### TASK INPUT

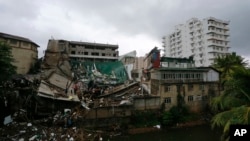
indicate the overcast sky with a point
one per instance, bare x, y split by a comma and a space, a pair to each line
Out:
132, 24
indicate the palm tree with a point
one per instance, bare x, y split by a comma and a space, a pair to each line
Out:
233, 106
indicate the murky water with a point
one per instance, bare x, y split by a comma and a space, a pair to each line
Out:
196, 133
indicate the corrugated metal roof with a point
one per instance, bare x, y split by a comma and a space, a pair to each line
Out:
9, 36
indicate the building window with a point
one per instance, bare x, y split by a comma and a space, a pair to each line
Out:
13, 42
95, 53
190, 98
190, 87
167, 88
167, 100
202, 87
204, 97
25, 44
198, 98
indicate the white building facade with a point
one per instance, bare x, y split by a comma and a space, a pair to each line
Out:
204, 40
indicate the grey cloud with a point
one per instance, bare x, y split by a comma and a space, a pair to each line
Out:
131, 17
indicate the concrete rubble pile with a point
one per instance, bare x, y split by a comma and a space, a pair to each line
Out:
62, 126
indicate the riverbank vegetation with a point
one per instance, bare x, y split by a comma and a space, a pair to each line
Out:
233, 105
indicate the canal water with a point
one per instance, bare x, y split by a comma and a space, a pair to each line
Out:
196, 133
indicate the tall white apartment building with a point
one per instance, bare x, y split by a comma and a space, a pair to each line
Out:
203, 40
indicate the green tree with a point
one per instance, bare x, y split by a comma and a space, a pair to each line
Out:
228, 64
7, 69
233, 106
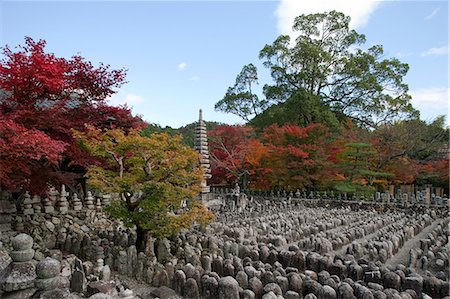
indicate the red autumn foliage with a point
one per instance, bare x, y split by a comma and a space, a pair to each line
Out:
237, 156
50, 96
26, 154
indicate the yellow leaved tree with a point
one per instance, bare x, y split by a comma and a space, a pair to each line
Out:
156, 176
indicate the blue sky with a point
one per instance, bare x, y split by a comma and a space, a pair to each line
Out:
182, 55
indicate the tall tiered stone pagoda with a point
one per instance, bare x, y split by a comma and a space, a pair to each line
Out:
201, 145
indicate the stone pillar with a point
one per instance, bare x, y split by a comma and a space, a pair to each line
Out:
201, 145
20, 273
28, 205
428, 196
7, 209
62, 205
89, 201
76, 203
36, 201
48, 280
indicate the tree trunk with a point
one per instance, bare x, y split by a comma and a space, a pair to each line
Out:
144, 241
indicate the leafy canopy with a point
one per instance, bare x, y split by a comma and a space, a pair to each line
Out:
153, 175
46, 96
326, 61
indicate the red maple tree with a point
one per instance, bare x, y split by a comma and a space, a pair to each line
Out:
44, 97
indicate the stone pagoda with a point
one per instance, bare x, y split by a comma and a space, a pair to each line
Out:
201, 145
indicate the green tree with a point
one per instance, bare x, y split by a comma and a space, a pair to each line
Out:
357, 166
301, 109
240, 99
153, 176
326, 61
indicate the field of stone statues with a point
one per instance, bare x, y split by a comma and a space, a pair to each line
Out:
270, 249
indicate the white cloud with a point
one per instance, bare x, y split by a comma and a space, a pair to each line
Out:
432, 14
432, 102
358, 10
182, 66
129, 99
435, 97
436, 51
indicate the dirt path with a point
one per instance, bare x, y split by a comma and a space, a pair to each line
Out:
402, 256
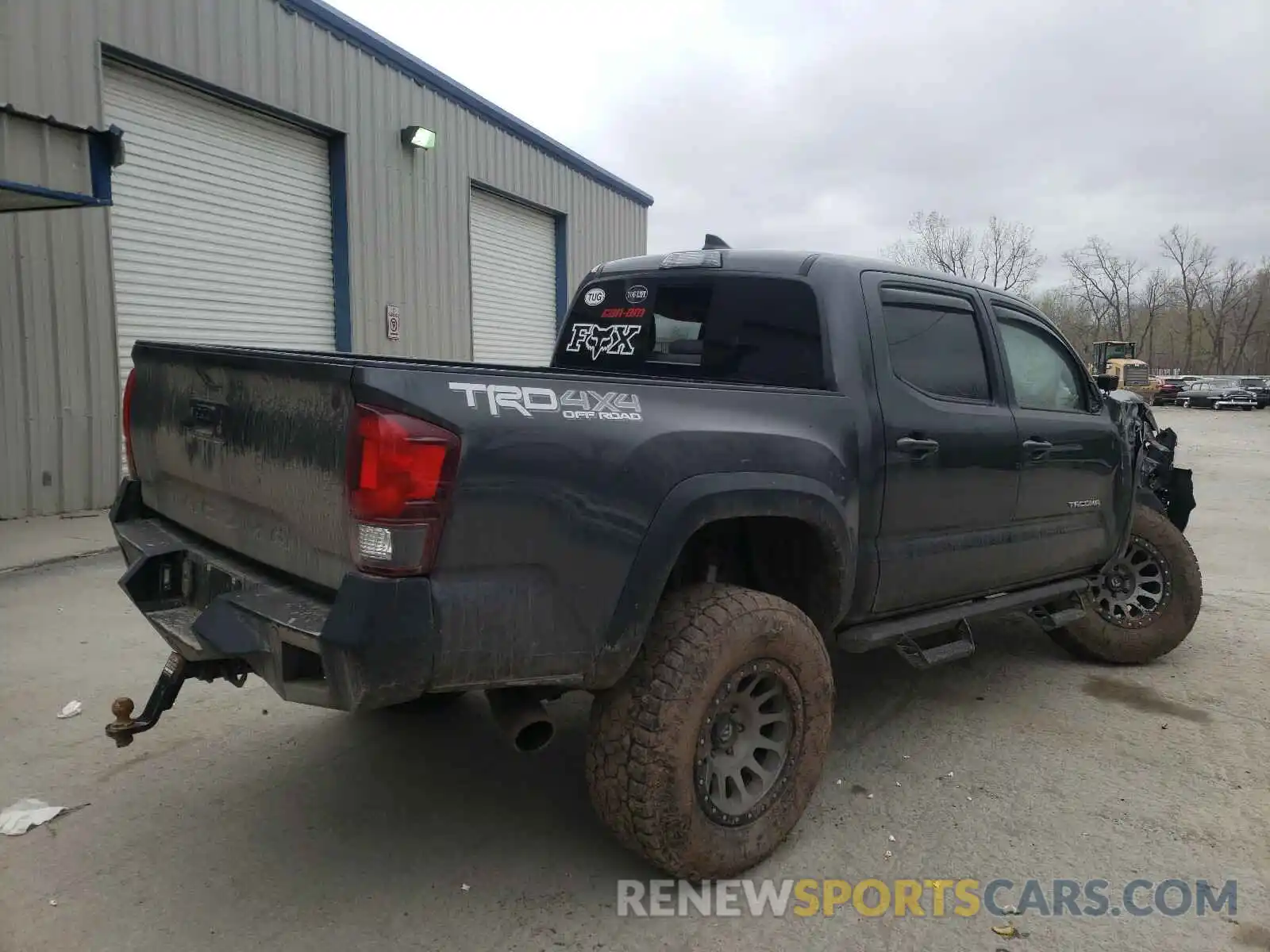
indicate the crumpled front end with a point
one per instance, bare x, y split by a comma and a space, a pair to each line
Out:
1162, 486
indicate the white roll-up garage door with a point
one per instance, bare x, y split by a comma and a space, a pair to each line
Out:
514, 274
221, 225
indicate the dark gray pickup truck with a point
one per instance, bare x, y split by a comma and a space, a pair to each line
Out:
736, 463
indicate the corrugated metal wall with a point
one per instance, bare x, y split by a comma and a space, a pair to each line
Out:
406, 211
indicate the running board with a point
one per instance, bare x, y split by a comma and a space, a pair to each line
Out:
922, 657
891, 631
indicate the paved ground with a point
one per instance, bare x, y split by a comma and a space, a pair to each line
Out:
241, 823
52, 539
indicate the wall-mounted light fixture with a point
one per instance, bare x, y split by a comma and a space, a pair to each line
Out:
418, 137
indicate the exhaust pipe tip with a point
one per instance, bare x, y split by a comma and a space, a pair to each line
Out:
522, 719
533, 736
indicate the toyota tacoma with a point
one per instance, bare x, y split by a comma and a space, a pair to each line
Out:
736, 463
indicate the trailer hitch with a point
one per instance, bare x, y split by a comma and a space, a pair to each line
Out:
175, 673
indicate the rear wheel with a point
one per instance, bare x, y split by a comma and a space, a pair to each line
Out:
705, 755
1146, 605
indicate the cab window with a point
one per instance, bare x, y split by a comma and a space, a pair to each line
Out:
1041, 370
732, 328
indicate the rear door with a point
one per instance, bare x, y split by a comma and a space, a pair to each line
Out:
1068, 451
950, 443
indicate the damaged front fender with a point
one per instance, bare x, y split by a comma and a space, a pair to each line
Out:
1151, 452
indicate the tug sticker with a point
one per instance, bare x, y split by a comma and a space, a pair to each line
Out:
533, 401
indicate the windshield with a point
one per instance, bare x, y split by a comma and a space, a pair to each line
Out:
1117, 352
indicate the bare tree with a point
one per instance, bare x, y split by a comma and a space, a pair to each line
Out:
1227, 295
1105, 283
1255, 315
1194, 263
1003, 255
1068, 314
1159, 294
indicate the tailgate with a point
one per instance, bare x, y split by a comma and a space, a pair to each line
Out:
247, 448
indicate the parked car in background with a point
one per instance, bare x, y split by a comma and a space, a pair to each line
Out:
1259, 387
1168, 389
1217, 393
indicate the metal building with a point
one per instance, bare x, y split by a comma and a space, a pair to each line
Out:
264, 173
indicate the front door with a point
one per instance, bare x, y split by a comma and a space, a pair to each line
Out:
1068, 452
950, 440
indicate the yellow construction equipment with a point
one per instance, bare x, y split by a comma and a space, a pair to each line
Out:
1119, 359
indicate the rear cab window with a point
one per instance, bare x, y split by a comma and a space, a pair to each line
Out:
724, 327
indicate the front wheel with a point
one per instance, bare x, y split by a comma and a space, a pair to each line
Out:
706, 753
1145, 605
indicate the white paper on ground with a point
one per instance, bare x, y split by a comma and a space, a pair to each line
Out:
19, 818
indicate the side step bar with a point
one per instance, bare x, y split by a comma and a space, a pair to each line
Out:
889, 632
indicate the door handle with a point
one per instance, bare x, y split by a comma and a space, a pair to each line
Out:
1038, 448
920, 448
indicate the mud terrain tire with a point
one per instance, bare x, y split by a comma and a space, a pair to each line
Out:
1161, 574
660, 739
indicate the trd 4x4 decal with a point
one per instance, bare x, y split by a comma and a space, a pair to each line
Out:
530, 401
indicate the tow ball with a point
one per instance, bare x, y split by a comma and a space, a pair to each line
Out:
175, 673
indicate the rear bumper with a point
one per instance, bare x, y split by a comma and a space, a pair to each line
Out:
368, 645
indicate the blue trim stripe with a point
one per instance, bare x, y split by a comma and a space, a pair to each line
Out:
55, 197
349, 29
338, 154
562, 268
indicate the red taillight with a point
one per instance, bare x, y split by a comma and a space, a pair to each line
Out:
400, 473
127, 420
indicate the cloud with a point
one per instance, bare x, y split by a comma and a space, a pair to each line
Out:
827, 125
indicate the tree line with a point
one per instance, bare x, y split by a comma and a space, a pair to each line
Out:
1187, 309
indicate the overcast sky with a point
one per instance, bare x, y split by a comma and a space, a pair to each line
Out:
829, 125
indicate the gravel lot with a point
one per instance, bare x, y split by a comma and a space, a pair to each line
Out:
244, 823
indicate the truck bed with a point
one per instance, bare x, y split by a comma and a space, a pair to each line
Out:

######

Give back, unchanged, every line from the one with "indicate the red taillight with a point" to the end of the entries above.

indicate the red taillight with a point
one per instance, bare x, y split by a comma and a space, a pair to each line
Out:
400, 473
127, 420
indicate the cloud with a point
one per instance, bare x, y split by a comma and a space, a pair to each line
Out:
827, 125
indicate the tree line with a point
one per instance, bare x, y split by a comma and a space, a pair to each line
Out:
1187, 309
indicate the overcast sky with a point
one per instance, bare x, y split by a comma and a space, a pair to each line
Out:
829, 125
indicate the gravel lot with a point
one per instance, bare x, y split by a comma and a space, a pair to each line
Out:
244, 823
indicate the truck bed with a point
one per instance, bare x, y split by a comma and a space, a pair to each line
Out:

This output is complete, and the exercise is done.